日時 平成28年9月3日(土)10時~14時30分
場所 歯科医師会館(東京 九段)
主催 日本歯科医学会
①「光学機器による口腔粘膜疾患の解析:腫瘍の可視化」
東京歯科大学千葉病院 口腔顎顔面外科学講座 森川貴迪 先生/柴原孝彦 先生
白板症/扁平上皮癌をはじめとする口腔粘膜病変に対して、波長400~460nmの青色光を照射し、その反射光を観察することにより、補助診断および切除範囲の設定に関する試みがなされている。正常組織への照射では自家蛍光が確認されるが、コラーゲンの架橋構造が破壊された異形成上皮では蛍光可視の低下が生じる現象を利用した解析で、患部に非接触で無侵襲、繰り返し確認が可能という利点を有する。また、反射光の変化を画像解析し、定量的に評価する事も可能。
さらに照射器はハンディタイプにつき、一次医療機関や訪問診療などにおいて、口腔癌のスクリーニング検査として有用(早期発見/早期治療につながる)。
②「歯科領域への超音波ガイド下神経ブロック導入による疼痛管理法の開発」
東京医科歯科大学 麻酔生体管理学分野 村松朋香 先生/久保田一政 先生/深山治久 先生
超音波画像機器の向上に伴い、四肢・体幹の末梢神経ブロックを超音波ガイド下に行うことで、神経損傷や血管への誤穿刺などの偶発症を防止し安全で成功率の高い手技が可能となった。口腔領域においては、下顎孔/眼窩下孔などに対し神経ブロックが行われるが、偶発症の観点からそれを敬遠する場合も多いとされている。これらを鑑み、安全で確実な術中鎮痛を目的に、口内での使用を考慮した小型のプローブが開発され、改良が重ねれれている。
③「紫外線LEDを用いた歯科治療用機器の開発」

指示表現データ:
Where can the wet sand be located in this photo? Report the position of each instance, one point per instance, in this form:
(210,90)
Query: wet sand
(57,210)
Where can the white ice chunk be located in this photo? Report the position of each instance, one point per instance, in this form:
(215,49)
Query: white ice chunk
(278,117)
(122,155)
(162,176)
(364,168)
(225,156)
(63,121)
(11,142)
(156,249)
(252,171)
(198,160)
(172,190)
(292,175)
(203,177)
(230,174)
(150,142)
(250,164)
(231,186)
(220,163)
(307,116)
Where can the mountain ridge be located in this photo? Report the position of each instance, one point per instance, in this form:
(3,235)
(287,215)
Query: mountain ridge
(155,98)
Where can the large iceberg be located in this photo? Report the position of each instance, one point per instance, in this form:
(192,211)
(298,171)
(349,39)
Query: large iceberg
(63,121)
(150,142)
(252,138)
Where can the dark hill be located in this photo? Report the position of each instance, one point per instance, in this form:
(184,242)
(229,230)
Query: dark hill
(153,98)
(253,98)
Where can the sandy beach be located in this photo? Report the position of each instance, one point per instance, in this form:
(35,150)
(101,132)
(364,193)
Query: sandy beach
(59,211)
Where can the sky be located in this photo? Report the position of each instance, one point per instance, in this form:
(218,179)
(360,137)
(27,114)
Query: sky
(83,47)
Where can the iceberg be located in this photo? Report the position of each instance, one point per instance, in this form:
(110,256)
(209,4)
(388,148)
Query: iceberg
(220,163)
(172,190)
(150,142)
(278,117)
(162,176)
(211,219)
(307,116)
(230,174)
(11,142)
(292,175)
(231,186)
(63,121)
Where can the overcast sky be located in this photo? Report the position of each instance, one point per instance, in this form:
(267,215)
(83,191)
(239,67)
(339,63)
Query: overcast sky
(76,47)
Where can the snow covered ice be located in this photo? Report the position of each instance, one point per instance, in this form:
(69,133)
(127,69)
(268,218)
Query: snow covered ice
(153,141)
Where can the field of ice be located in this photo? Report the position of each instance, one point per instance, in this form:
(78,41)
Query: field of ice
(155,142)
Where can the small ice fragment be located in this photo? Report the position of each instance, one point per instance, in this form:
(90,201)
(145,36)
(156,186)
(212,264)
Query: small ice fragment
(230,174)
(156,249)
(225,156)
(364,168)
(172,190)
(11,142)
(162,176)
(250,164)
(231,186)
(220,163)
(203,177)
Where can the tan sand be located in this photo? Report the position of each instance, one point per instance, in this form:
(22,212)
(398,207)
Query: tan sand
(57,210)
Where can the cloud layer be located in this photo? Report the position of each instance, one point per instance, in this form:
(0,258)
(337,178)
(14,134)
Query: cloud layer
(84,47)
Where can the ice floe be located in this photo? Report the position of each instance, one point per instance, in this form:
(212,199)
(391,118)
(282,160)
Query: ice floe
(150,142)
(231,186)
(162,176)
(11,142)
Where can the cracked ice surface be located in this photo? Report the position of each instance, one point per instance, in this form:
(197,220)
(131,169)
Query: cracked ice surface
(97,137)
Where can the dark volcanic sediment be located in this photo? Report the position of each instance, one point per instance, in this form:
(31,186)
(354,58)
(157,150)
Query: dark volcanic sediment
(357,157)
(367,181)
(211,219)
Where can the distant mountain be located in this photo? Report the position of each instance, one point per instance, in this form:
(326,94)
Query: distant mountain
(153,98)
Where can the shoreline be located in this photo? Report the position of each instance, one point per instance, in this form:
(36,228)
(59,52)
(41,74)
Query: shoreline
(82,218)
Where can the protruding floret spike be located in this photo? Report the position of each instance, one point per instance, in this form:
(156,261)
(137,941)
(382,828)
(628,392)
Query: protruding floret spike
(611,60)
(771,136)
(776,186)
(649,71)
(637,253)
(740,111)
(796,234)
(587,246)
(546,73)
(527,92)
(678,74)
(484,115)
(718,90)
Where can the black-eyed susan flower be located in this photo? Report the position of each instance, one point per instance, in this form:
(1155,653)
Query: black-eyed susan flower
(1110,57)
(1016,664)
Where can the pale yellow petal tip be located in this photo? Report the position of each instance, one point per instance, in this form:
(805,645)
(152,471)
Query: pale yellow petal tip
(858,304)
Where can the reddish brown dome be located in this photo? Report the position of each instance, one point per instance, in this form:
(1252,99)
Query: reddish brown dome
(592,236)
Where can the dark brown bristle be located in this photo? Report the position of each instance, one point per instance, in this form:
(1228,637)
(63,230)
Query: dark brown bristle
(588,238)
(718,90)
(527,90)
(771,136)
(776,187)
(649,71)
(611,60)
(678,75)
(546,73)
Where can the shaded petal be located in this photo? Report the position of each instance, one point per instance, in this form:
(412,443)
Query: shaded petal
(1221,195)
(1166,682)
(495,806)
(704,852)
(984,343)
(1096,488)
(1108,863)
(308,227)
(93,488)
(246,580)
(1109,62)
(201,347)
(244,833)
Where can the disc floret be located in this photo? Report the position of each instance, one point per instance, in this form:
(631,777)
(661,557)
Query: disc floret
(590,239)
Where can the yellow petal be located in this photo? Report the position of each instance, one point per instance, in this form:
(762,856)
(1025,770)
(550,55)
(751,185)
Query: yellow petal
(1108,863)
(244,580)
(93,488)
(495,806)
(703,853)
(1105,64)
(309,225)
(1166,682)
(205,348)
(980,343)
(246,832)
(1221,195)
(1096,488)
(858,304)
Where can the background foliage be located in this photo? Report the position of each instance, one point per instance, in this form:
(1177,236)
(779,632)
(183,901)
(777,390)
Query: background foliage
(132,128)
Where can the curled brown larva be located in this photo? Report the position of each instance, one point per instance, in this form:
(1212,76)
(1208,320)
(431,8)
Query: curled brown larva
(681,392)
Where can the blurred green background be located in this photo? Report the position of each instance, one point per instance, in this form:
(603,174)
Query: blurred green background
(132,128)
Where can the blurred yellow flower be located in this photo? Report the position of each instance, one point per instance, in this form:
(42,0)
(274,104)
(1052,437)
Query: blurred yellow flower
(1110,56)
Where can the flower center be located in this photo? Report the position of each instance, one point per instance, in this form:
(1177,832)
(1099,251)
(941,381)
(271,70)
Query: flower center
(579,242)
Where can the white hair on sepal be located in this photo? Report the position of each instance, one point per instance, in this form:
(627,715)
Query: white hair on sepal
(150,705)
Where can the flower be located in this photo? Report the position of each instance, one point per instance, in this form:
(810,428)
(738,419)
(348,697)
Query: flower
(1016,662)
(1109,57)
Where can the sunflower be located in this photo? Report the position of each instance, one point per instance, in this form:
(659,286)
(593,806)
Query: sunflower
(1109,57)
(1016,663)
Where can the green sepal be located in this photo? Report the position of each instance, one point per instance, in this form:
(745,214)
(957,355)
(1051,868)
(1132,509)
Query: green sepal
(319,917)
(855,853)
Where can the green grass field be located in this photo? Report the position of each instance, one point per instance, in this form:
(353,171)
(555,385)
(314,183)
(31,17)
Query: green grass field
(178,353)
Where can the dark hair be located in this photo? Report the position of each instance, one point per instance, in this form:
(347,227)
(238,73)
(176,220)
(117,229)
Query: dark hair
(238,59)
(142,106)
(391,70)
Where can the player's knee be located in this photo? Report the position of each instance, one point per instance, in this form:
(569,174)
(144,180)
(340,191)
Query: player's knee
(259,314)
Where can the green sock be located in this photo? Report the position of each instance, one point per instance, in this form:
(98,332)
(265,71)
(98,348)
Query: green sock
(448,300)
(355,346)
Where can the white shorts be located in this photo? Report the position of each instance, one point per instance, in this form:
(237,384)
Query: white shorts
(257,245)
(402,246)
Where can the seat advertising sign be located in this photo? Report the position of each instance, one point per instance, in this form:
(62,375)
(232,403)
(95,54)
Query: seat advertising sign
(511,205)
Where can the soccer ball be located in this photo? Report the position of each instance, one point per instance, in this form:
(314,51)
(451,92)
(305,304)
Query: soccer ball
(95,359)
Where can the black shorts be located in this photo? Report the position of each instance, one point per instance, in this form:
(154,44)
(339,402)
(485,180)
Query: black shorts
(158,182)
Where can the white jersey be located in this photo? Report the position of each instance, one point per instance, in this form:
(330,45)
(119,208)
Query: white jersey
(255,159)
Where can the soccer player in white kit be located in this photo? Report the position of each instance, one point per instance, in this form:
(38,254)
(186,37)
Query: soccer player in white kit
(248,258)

課題の要件:
1 – 日本歯科医学会の発表概要について、次の問いに答えよ。
(a) 口腔粘膜病変に照射する青色光の波長は何nmか。
(b) 会場はどこか。
(c) 口腔領域で神経ブロックが行われる部位として挙げられているものは何か。
2 – 日本歯科医学会の発表概要のうち、「東京歯科大学千葉病院 口腔顎顔面外科学講座 森川貴迪」から「発見/早期治療につながる)。」までの部分を一字一句そのまま書き写してください。
3 – 日本歯科医学会の発表概要を、最後の行の後から書き進めよ。

各課題の解答:
1 –
(a) 400~460nm
(b) 歯科医師会館(東京 九段)
(c) 下顎孔/眼窩下孔など

2 –
東京歯科大学千葉病院 口腔顎顔面外科学講座 森川貴迪 先生/柴原孝彦 先生
白板症/扁平上皮癌をはじめとする口腔粘膜病変に対して、波長400~460nmの青色光を照射し、その反射光を観察することにより、補助診断および切除範囲の設定に関する試みがなされている。正常組織への照射では自家蛍光が確認されるが、コラーゲンの架橋構造が破壊された異形成上皮では蛍光可視の低下が生じる現象を利用した解析で、患部に非接触で無侵襲、繰り返し確認が可能という利点を有する。また、反射光の変化を画像解析し、定量的に評価する事も可能。
さらに照射器はハンディタイプにつき、一次医療機関や訪問診療などにおいて、口腔癌のスクリーニング検査として有用(早期発見/早期治療につながる)。

3 –
国立長寿医療研究センター 歯科口腔先進医療開発センター 角 保徳 先生
ノーベル賞を受賞した名古屋大学 天野 浩 教授らにより紫外線LEDが開発されたことを受け、口腔内に直接照射可能な「紫外線LED治療装置(波長254nm)」の試作機が開発された。歯周病治療/歯内療法/癌治療など各疾患への応用が期待される。
④「NR4A1を標的とした薬物性歯肉増殖症の新規治療法の開発」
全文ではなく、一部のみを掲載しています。